▸ Task objective: Show every line in the listing below that contains the word "wooden", copying each such line in full.

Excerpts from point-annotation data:
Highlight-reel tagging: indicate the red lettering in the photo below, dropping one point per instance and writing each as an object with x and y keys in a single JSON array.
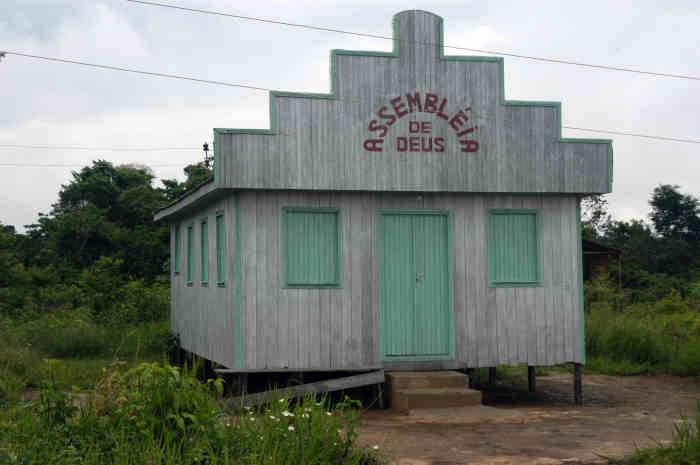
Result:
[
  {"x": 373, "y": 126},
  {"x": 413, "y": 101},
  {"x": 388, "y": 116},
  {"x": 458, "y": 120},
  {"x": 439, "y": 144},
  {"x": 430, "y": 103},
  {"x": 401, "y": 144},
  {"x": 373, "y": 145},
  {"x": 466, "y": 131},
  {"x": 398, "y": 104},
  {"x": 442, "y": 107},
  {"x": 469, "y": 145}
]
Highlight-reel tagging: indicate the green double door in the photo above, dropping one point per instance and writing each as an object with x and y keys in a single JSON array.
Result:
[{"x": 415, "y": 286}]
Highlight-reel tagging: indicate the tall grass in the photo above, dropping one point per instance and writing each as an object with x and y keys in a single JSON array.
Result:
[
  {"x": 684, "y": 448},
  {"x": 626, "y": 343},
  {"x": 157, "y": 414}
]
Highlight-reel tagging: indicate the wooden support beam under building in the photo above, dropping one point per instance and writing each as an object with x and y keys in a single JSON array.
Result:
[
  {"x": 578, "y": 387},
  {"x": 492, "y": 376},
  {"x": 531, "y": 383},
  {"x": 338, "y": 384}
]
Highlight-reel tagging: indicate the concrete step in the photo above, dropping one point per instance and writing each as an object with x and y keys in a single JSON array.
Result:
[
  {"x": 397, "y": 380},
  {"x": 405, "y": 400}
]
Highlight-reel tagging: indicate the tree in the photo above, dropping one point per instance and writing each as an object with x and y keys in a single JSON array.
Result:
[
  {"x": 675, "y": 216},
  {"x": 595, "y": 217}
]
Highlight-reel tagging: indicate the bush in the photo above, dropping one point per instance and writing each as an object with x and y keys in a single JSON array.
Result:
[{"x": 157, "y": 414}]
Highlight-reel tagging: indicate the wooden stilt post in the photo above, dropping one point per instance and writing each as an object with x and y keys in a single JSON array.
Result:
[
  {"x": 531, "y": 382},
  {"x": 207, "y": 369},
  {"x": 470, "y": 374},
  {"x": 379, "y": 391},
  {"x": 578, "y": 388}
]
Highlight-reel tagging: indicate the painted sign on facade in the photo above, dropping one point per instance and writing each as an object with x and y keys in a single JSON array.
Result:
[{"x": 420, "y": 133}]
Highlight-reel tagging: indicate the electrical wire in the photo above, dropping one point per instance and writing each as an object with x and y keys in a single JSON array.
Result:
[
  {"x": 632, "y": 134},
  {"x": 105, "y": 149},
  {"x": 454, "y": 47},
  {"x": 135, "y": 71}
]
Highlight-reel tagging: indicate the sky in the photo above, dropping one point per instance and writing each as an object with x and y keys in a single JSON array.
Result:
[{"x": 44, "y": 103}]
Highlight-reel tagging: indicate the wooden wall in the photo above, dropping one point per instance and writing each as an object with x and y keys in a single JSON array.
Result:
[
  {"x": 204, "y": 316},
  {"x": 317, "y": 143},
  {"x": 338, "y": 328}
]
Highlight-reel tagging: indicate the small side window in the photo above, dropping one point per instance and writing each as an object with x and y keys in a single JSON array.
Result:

--

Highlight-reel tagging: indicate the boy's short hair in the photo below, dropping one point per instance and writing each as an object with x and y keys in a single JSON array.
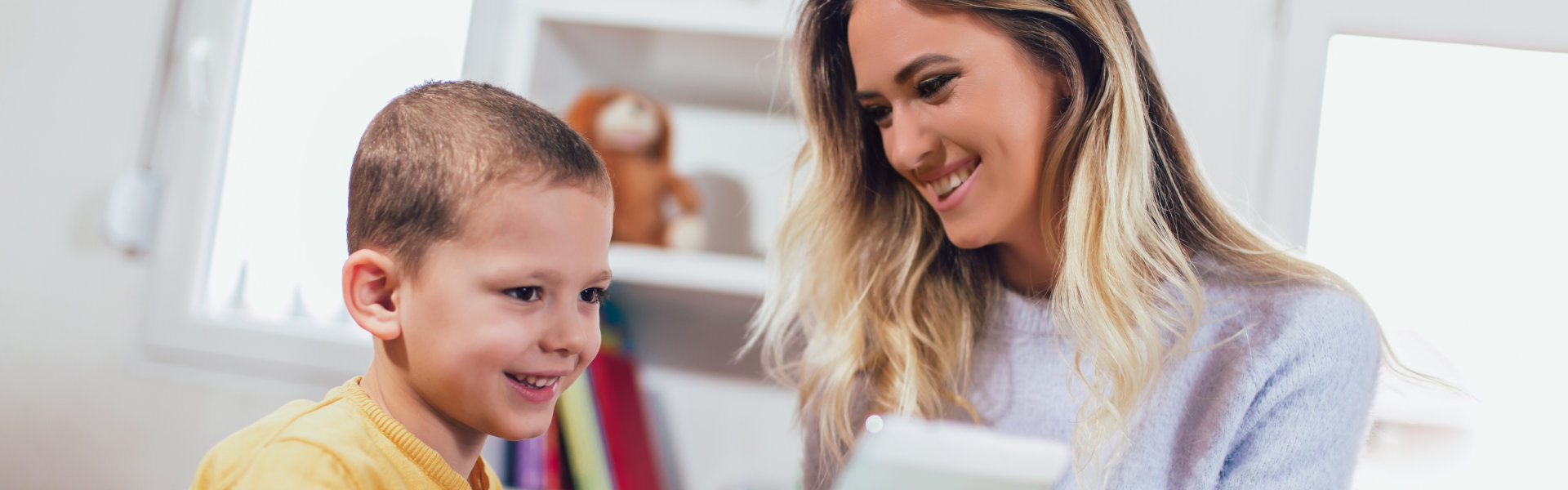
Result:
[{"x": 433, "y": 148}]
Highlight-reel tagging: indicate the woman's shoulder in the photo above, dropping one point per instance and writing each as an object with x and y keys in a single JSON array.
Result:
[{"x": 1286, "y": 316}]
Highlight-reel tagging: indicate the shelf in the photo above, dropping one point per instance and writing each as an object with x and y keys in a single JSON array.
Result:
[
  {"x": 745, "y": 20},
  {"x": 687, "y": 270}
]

▸ Result:
Highlight-reel tagging: indicate the wooden support beam under building in the photo above, dropping one point per instance and writing each as an object with x and y keys in a single JSON array.
Highlight-reel tagging: indicate the wooden stilt post in the photo above, dropping one point per instance and writing each as an object with x and y keys in a single JSON array.
Highlight-reel tagging: indicate the wooden wall in the photo above, dropping one point per instance and writing each as an object with x and y keys in a single JSON array.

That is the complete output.